*ABOUT THIS TASK*: Copy out every record that follows, word for word.

*GIVEN RECORDS*:
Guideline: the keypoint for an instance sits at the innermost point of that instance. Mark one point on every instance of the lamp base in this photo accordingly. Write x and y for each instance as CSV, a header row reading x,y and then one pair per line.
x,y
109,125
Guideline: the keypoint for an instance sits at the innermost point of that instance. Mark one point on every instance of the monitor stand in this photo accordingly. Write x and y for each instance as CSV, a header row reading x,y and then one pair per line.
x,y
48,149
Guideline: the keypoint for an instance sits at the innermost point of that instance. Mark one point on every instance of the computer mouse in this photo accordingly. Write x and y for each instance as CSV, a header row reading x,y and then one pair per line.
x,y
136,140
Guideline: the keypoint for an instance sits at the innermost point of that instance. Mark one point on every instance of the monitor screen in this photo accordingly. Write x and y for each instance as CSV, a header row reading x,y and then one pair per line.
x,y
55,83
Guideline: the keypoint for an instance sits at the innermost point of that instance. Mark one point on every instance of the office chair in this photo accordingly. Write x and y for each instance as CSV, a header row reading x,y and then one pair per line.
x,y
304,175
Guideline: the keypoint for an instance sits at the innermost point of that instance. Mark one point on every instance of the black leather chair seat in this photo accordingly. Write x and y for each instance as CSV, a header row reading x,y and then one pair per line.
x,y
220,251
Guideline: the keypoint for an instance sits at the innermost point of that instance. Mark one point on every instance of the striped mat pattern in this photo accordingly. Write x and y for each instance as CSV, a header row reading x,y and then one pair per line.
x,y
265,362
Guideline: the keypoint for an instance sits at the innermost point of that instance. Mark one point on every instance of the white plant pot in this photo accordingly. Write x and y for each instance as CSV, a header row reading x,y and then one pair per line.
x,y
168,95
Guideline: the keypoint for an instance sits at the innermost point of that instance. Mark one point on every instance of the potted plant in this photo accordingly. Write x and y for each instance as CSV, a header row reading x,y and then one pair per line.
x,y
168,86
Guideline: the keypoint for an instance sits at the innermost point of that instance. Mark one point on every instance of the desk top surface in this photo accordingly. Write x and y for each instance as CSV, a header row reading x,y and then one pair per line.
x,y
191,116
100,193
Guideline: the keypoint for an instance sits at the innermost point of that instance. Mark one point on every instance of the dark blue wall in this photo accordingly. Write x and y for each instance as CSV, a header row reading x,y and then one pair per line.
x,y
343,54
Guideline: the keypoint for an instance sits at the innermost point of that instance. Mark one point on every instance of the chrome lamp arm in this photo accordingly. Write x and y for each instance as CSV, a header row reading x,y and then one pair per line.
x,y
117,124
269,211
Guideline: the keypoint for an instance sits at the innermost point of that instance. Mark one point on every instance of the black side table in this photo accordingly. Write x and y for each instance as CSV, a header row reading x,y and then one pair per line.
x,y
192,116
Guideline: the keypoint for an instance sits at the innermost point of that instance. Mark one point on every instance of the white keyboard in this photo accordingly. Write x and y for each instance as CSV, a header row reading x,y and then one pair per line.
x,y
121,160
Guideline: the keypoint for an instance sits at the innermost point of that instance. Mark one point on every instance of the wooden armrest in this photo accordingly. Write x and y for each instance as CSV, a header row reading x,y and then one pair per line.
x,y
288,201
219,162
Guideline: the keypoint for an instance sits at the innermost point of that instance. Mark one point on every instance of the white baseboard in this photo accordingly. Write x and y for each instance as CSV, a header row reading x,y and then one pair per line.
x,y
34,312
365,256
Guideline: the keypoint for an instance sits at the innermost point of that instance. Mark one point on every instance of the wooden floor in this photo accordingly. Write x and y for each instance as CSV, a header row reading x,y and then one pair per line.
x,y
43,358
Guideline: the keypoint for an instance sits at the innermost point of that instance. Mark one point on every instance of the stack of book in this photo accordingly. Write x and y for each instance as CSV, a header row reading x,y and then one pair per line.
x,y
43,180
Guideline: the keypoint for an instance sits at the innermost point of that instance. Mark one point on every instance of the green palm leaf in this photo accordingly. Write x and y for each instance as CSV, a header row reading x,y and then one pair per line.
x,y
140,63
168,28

*RESPONSE AREA*:
Guideline: the keypoint for an instance sits at the innermost point of that instance. Mark one point on every instance of the lamp base in this photo accordingly. Write x and y for each instance as CSV, a header row reading x,y and then one pair per line.
x,y
109,125
Guideline: the keypoint for an instance sits at the innermost point of that instance. Mark one point on every instance of the monitor stand in this photo accordingly. Write x and y for each instance as CSV, a header row reading x,y and then one pair per line.
x,y
48,149
Guideline: the keypoint for an instance sits at the innermost point of that instance. Mark one point on every instance of the computer mouse in this photo accordingly. Write x and y for each instance as CSV, a header row reading x,y and then one pair per line.
x,y
136,140
Guideline: the keypoint for an instance sits at the innermost point of that instance. Mark one point on every instance of the monitor screen in this photo accordingly. Write x and y for each instance as CSV, a header row reading x,y and then one pair per line.
x,y
55,83
Guideline: the keypoint for an instance sits at the innermost point of that instance. Mark one point on every instance of the office chair in this photo accordingly. Write x and y for each instance as CSV, a header row reading x,y and then one pair per line.
x,y
304,175
Guideline: the keypoint for an instance sits at the innermost point of that instance. Mark one point on every instance of the black leather chair seat in this photo accordingly. Write x and y for each instance as CSV, a header row reading x,y and then one pair per line.
x,y
220,251
Guideline: the keypoint for an instance sits at the innermost point of that instance. Mark one point on every instance of the striped mat pattern in this photo accordingly. Write x and y for each instance as CSV, a header row reading x,y and then one pair per line.
x,y
265,362
Guideline: the keypoint for an instance sits at the innermost point of that instance. Mark one point on every instance of the white plant pot in this photo accordingly. Write x and y for each instance as CSV, a header row reading x,y and then one pair per line.
x,y
168,95
Guideline: the keypoint for an instance sits at the innermost point of that instance. Mark one point on every instance of the potted plant in this photo accordingly. Write x and y for each instance as CSV, a header row reading x,y and then one pair per line.
x,y
168,86
Guideline: the keypoint for an instance sits at the innermost point of that instance. Mark one point on every instance of the desk top surface in this photo accordingly. Write x and y for each instance as CSV, a header row reading x,y and then one pair per line.
x,y
191,116
100,193
Guideline: the keypoint for an instance sits at the innermost point of that instance. Mark one point on every instance of the dark blue wall in this photo accordingly. Write x and y for each instance as CSV, a header row reading x,y and then one pair per line.
x,y
343,54
Guideline: the keypoint for an instance sits at the innermost point of that instance. Mark one point on every instance of the chrome lamp arm in this photo accordingly. Write x and y for each instance as CSV, a header row reading x,y and then one pair per line.
x,y
117,124
269,211
Guideline: the keypoint for an instance sits at the innermost point of that instance. Mark one point on every instance of the black side table in this photo accordingly. Write x and y for each instance as CSV, a header row reading x,y and then one pair per line.
x,y
192,116
Guideline: the keypoint for an instance sits at the innermost point of that instance. Mark one point on every instance of the white keyboard in this photo accordingly. Write x and y for each instance as CSV, a header row reading x,y and then one pair per line.
x,y
121,160
Guideline: the keypoint for an instance sits at the innermost point of that instance. Mark one point on every instance of the wooden armrest in this photo accordingly. Write x and y for each instance as CSV, a header row reading x,y and then one pair per line.
x,y
288,201
219,162
Guideline: the keypoint for an instance sits at the innermost point of that instance. Mark one point on every instance of the white baseboard in this photo accordingly. Write x and y for each instance as CSV, a header row reading x,y and then one pair per line.
x,y
34,312
365,256
Guideline: the keypoint for an instance sits at the innermost point of that instance. Mark one point on every instance of the wooden floor in this photo accordingly. Write x and y for each instance as CSV, a header row reading x,y and then one pair per line.
x,y
43,358
Guideline: the keypoint for an instance sits at the innermost point of that instance. Mark one point on every instance of the stack of book in this photo accordingly. Write x and y for each instance as CSV, a header row reading x,y and then one pair per line.
x,y
43,180
Guideline: the keypoint for an instance sits at the innermost point of that instance. Mark one point on every instance of the green palm leaf in this photo accordingly. Write x and y for each instance as CSV, a header row reading x,y and then one pair per line.
x,y
140,63
168,28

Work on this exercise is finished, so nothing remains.